Supplied records
════════════════════
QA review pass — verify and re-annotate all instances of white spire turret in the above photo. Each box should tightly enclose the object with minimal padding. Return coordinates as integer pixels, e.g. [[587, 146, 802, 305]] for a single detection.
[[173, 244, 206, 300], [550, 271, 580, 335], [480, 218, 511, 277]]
════════════════════
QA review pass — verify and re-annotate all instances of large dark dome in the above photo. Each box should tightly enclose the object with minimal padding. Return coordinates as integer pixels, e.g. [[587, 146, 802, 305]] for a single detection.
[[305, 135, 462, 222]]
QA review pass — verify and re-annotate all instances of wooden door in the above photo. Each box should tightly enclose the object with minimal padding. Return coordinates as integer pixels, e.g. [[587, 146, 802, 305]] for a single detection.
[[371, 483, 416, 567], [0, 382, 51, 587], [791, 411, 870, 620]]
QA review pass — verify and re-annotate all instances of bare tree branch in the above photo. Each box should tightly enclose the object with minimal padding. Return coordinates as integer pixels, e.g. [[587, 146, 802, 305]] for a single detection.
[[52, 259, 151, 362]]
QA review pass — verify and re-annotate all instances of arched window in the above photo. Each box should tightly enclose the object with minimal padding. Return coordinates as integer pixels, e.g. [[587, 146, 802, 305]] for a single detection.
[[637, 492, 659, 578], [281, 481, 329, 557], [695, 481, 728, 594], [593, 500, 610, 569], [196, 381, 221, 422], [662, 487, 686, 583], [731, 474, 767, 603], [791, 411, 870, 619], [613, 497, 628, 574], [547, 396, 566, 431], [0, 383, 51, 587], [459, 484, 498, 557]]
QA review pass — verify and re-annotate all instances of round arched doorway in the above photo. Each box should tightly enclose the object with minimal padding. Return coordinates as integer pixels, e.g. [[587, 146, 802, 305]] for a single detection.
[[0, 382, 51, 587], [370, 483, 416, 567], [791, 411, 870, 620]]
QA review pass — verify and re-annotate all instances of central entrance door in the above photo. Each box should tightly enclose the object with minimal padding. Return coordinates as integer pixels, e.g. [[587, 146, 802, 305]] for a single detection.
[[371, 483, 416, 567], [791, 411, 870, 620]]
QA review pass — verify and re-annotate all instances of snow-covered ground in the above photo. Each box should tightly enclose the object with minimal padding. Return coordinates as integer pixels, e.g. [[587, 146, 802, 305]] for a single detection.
════════════════════
The task
Starting at the line containing "QA review pass — verify and re-annotate all instances of large" and ending at the line containing "[[52, 259, 151, 362]]", swap "wooden door" for "oak door". Give back only those lines, with nothing else changed.

Task solution
QA review pass — verify and re-annotate all instances of large dark dome in the above photo. Each box should tightly enclose the object with minimal padding. Return coordinates as integer pixels, e.g. [[587, 146, 802, 305]] for a single detection.
[[305, 135, 462, 222]]
QA review pass — verify and re-annotate all instances of oak door in the above photo. Each box should tightly enclose the object with minimal padding. Return coordinates as integer pixels, e.g. [[587, 146, 802, 305]] for a single detection.
[[371, 483, 416, 567], [0, 382, 51, 587], [791, 411, 870, 620]]
QA review pass — verify and re-annotate all instances of bare tree branch in the above photo. Each box should tightly enclose the object with minimal padding. Return coordinates as integer pixels, e.g. [[587, 146, 802, 305]] for a single detection.
[[52, 259, 151, 362]]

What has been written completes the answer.